▶ **SELECTED PASSAGE**:
+--

AUTHORS' BIOGRAPHIES
 Wei-Yuan Hwang is the Applied Research Program Manager at the Department of Information Technology, U.S. Merchant Marine Academy. His work includes the development, execution and coordination of research projects, applications of computer simulation, and math modeling at the Computer Aided Operations Research Facility (CAORF). He also assists in promoting and supporting teaching and learning through technologies. He received Ph.D. (1980) in Ocean Engineering from Massachusetts Institute of Technology, B.S. (1972) in Mechanical Engineering from National Taiwan University, and a Technology Management Certificate (1985) from Polytechnic Institute of New York. He is a member of SNAME H-10 Ship Controllability Panel.
 
 Bent K. Jakobsen is presently at the Computer Science Corporation (CSC) Advanced Marine Center. His work includes the development of algorithms and the hydrodynamic mathematical models used in the CSC simulators. He has been in this field for 20 years. He received his M.S. (1965) in Mechanical Engineering and Naval Architecture from the Technical University of Copenhagen. He is a SNAME member serving on H-10 Ship Controllability Panel.

+--

▶ **GIVEN PROBLEM**:
Retype the passage of the authors' biographies above word for word, starting with "AUTHORS' BIOGRAPHIES" and going on through "SNAME H-10 Ship Controllability Panel.".

▶ **SOURCE MATERIAL**:

+--

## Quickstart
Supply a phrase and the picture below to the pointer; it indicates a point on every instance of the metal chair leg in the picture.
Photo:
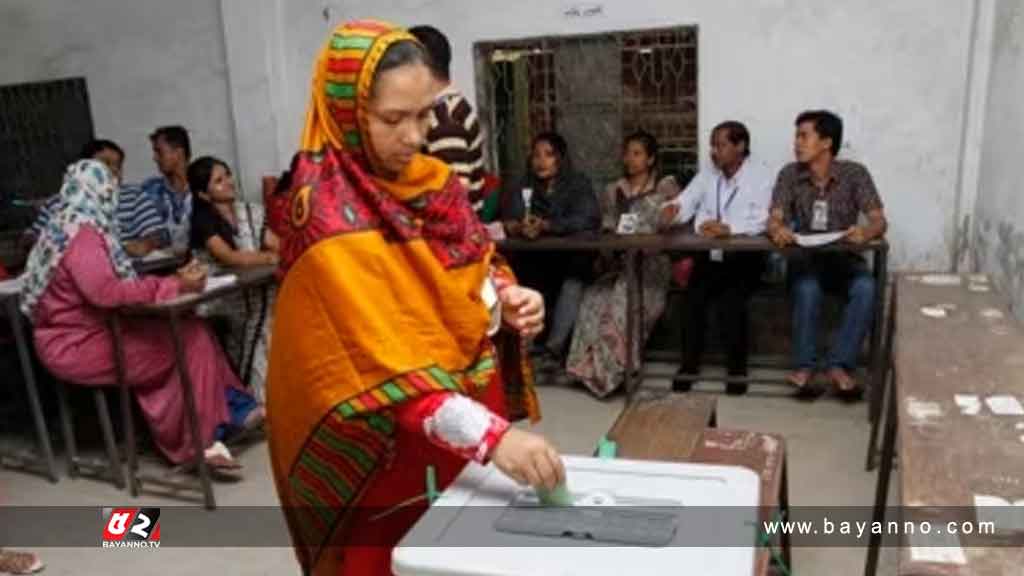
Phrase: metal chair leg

+--

▶ **ANSWER TO THE PROBLEM**:
AUTHORS' BIOGRAPHIES
 Wei-Yuan Hwang is the Applied Research Program Manager at the Department of Information Technology, U.S. Merchant Marine Academy. His work includes the development, execution and coordination of research projects, applications of computer simulation, and math modeling at the Computer Aided Operations Research Facility (CAORF). He also assists in promoting and supporting teaching and learning through technologies. He received Ph.D. (1980) in Ocean Engineering from Massachusetts Institute of Technology, B.S. (1972) in Mechanical Engineering from National Taiwan University, and a Technology Management Certificate (1985) from Polytechnic Institute of New York. He is a member of SNAME H-10 Ship Controllability Panel.